*** Records shown

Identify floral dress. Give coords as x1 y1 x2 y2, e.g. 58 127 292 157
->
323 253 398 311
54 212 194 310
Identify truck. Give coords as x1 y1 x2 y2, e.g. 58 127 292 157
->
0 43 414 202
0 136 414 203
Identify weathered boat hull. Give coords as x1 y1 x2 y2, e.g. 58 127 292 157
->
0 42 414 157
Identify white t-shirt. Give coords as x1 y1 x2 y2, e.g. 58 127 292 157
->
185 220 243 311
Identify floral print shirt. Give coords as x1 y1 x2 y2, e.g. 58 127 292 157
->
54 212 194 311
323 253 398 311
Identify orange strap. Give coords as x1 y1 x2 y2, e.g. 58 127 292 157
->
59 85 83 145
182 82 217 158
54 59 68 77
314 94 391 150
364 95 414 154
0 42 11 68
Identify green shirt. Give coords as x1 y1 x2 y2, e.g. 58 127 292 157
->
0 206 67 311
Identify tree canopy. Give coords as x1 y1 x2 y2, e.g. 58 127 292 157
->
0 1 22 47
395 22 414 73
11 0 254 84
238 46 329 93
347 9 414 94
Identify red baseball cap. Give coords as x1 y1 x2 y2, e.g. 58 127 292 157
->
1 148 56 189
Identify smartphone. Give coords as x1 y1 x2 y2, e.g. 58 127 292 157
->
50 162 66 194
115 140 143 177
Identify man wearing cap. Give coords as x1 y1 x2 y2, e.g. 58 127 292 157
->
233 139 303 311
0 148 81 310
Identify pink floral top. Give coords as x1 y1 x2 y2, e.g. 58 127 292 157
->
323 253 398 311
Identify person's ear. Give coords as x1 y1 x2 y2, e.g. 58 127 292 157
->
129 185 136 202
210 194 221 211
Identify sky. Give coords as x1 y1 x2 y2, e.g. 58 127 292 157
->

******

#### Problem to solve
Collect each line of the records that contains the string "shirt". Case counts, so uppercase and lowercase letters must match.

#### Response to the task
Identify white t-shirt. Give coords as x1 y1 x2 y2, e.g. 58 127 292 157
Identify floral print shirt. Give coords as x1 y1 x2 y2, e.g. 58 127 292 157
Identify green shirt. Give coords as x1 y1 x2 y2, e.g. 58 127 292 157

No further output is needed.